* START Supplied data *
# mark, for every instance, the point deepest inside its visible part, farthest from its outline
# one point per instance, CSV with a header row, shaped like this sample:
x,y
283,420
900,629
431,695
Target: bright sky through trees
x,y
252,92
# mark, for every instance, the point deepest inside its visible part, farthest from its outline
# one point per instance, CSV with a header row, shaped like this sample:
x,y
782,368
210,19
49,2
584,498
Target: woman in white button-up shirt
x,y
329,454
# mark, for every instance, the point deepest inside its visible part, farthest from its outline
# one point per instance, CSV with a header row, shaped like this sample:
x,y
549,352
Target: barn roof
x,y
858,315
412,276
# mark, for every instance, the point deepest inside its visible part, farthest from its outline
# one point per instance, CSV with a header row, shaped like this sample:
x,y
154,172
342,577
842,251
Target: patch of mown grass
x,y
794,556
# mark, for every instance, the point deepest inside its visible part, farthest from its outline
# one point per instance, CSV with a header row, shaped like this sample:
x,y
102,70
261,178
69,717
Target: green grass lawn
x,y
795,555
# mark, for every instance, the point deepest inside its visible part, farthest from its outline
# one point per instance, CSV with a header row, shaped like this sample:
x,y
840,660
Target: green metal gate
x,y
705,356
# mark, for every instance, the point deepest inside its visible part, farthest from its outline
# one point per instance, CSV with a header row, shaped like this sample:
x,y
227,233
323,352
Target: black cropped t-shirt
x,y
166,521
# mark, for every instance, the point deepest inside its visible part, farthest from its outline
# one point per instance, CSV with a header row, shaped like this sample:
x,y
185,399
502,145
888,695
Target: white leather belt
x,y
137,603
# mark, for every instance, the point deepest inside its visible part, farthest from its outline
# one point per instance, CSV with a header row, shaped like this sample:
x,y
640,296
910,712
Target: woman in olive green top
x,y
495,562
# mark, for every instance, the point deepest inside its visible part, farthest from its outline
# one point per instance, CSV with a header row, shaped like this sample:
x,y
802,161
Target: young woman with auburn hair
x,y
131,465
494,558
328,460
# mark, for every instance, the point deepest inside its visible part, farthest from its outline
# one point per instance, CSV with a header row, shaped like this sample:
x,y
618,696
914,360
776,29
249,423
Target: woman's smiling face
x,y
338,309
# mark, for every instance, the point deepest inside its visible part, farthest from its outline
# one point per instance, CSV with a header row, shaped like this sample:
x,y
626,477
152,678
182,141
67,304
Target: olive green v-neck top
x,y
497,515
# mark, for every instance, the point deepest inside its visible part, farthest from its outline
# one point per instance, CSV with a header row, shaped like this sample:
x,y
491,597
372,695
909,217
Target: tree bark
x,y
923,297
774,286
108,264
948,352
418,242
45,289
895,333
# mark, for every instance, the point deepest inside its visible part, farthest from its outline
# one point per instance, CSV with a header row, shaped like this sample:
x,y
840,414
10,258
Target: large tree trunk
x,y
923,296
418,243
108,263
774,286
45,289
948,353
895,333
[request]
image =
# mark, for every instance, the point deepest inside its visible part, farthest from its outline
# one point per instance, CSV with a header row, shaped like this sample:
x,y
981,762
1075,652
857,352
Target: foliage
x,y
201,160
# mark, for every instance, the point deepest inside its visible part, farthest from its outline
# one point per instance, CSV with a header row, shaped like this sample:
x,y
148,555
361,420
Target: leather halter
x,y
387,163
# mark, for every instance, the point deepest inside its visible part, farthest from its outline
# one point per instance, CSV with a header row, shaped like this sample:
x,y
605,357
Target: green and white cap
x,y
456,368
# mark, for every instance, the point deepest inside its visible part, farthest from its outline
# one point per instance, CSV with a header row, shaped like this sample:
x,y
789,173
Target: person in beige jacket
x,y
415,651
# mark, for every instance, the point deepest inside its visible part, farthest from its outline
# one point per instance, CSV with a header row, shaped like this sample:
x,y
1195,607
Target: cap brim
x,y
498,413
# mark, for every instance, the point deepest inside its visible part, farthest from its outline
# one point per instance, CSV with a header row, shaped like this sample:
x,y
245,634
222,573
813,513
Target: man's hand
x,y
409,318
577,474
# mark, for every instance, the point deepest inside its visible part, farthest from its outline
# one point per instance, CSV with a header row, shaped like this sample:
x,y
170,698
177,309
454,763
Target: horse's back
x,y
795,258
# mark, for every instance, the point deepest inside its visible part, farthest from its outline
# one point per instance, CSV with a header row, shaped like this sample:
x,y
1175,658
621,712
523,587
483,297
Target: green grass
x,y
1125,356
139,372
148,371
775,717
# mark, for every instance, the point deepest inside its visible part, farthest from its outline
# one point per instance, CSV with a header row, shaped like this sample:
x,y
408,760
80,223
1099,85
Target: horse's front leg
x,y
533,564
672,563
* END Supplied data *
# What to produce:
Please return every line of the material that contains the string "green", copied in full. Case counts.

# Solution to this task:
Target: green grass lawn
Target: green metal gate
Target: woman in olive green top
Target: olive green v-neck top
Target: green and white cap
Target: green grass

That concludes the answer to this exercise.